__The problem__
Reproduce verbatim the part of the Mansfield Park post that starts at "Paul Grubbs 6-19" and ends at "in each text.".

Start of Passage to read

Paul Grubbs 6-19
Inheritance Revisited Post-Mansfield Park

Last post I raised some ideas regarding improvement by experimenting with the potential phoenix figures in several of the works we've read so far, suggesting that female authors propose that only through creative high-risk acts that jeopardize their safety can female protagonists disrupt the paradigms of patriarchy, class, and other oppressive barriers. Because I hope to expand that idea in my final paper, I'd like to continue that line of thought for this new posting regarding inheritance. I also like the idea of examining the purpose and nature of reading and writing, which may also intersect with the inheritance scenarios in each text.

Mansfield Park - When Fanny refuses Henry, she risks self-destruction by positioning herself against Sit Thomas, Mary Crawford, Edmund, and the entire class-based social system in which she was raised. What does this have to do with inheritance? Following her moral compass, which in this case required not gentle reticence but outspoken action, forces Fanny to re-evaluate the terms of her inheritance. Has she inherited the worldview of her aunt and (sometimes) uncle, who evaluate a marriage based upon acquired social advantage - does she accept that value system? When she is sent to Portsmouth she has to confront an equally problematic snarl of potential "treasures" presented by her biological parents - does she accept that value system? Fanny rejects both, instead claiming an ability to exceed her roots, exceed her influences, exceed her station through dignity rather than material resources. By drawing her sister into her orbit at Portsmouth and then taking her to Mansfield Park, Fanny also sets a new paradigm for the terms of honorable inheritance. Her thirst for knowledge, her attention to and interest in the needs of others, her bendable but not breakable reserve - these are the currencies that Fanny recognizes are most valuable to retain and pass on through the crucible of her confrontations over Henry. Fanny risks self-destruction, but emerges certain of what most matters for herself and for her sister. (Is her sister and end-run on the genetic limits of motherhood - does Fanny claim the right through her sister to influence the future regardless of Edmund?) Can Fanny be read as a microcosm of the woman of her age, who has to be willing to reject the various limited cookie cutters presented for females and be willing to suffer to publicly state that faith in femininity? (Is that giving Austen too much credit as a revolutionary? Is that putting the impetus unfairly on the oppressed instead of the oppressor? But then again, Sir Thomas's "evolution," if we're comfortable with that arc, would not materialize without Fanny's self-assured stand against his tyranny. I have to think more about whether Fanny's program of learning at Mansfield is self-education or not - Edmund provides the books, but they were equally available to Maria and Jane. It is Fanny's intellectual ambition that fuels her far more diligent stewardship of these options.

End of Passage to read
Start of Information given

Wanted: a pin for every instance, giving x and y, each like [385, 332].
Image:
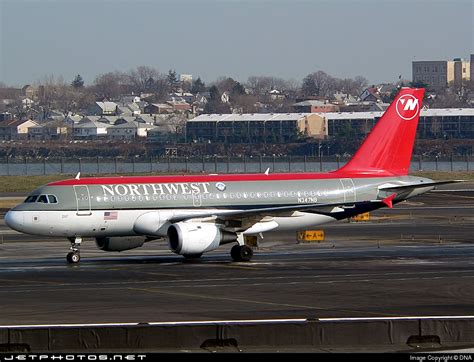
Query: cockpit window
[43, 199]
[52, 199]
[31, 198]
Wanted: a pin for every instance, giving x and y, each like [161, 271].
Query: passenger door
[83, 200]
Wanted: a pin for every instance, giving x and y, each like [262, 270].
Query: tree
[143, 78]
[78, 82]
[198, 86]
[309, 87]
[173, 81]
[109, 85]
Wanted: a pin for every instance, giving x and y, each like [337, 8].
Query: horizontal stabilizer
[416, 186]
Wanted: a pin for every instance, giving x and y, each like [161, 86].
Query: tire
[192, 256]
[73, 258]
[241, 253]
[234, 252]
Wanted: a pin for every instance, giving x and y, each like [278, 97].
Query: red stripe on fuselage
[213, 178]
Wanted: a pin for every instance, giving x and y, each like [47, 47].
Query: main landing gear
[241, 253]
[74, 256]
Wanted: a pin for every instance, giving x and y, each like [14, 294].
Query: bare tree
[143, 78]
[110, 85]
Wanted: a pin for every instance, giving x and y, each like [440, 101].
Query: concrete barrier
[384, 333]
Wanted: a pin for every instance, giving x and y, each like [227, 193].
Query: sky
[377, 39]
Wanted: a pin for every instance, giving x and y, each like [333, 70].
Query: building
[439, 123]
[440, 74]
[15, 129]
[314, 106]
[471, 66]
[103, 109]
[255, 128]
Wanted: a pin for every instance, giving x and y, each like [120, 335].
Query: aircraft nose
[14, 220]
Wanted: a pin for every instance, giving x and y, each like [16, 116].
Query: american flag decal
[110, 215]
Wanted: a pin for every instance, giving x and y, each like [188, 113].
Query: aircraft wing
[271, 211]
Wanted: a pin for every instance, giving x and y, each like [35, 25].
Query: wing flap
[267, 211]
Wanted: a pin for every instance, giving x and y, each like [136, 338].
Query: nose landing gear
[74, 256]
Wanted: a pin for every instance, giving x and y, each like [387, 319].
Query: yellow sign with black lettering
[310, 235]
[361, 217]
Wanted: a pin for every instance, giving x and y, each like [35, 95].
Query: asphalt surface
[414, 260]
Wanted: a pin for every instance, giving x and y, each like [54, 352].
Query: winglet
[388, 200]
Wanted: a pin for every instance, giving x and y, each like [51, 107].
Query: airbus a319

End of Information given
Start of Information given

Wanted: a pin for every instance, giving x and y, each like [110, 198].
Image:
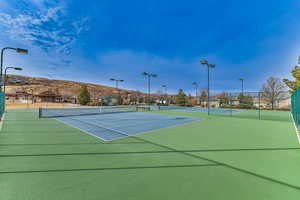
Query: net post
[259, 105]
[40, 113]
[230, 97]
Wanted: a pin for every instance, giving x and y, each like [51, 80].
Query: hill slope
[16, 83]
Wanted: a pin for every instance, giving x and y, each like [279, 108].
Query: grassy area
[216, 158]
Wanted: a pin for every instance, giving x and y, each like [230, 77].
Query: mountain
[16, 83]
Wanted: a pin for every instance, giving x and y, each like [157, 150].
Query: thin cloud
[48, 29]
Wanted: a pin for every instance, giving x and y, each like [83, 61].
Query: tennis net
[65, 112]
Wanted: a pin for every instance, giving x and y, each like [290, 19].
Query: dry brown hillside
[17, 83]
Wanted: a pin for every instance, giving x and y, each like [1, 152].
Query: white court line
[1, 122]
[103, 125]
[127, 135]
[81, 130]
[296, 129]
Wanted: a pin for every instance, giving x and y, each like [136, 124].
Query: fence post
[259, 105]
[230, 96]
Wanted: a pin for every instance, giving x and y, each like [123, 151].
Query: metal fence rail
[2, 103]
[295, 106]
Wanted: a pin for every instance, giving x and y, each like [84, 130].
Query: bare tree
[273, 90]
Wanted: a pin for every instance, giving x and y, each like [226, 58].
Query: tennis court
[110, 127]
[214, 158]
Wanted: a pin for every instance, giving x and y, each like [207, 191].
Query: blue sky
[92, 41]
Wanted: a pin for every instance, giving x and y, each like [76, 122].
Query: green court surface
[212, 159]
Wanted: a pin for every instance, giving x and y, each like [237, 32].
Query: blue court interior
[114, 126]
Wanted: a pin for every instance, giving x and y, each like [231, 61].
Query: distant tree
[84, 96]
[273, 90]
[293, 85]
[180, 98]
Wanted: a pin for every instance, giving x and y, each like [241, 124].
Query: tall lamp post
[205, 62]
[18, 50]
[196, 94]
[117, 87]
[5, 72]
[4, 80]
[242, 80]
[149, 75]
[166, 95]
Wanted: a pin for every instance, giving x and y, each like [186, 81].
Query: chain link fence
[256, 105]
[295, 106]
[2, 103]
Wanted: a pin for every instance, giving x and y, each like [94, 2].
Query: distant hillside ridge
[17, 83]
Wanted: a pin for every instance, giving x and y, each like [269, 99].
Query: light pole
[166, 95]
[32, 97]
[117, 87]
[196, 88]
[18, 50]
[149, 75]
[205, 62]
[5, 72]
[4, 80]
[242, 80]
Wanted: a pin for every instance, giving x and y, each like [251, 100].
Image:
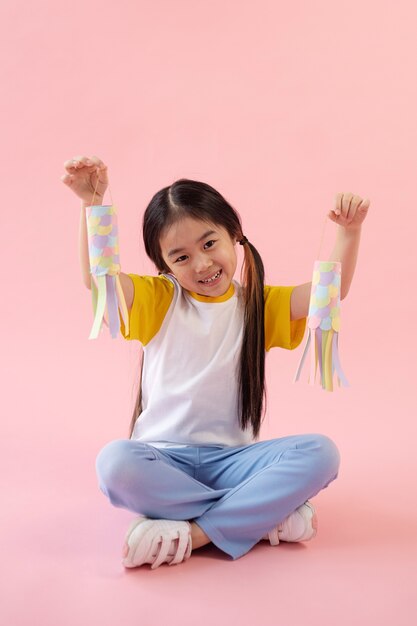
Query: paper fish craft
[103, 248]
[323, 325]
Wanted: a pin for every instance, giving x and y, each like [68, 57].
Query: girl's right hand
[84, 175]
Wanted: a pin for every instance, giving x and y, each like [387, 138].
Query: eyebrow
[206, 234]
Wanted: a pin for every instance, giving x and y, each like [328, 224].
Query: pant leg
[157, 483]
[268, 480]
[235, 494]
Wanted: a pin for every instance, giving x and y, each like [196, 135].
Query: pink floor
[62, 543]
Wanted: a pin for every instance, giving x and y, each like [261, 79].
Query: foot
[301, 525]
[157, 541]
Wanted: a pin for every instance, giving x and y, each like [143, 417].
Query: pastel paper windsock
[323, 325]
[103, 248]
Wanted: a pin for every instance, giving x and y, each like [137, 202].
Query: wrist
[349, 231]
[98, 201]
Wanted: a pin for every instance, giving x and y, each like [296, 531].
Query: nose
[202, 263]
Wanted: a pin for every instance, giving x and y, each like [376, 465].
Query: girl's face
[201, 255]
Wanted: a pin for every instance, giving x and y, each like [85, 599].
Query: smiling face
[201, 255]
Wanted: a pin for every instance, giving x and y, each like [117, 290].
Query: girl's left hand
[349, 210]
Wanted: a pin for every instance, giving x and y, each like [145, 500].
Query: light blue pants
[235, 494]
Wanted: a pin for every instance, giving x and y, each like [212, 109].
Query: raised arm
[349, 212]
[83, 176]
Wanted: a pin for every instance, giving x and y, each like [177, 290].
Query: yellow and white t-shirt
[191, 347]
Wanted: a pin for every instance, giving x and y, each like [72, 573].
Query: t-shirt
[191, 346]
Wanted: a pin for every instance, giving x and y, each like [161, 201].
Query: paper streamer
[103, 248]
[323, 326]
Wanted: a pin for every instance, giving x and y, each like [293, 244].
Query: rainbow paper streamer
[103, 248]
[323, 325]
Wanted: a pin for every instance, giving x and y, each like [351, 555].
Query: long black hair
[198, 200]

End of Information given

__Output for this exercise__
Paul Grubbs 6-19
Inheritance Revisited Post-Mansfield Park

Last post I raised some ideas regarding improvement by experimenting with the potential phoenix figures in several of the works we've read so far, suggesting that female authors propose that only through creative high-risk acts that jeopardize their safety can female protagonists disrupt the paradigms of patriarchy, class, and other oppressive barriers. Because I hope to expand that idea in my final paper, I'd like to continue that line of thought for this new posting regarding inheritance. I also like the idea of examining the purpose and nature of reading and writing, which may also intersect with the inheritance scenarios in each text.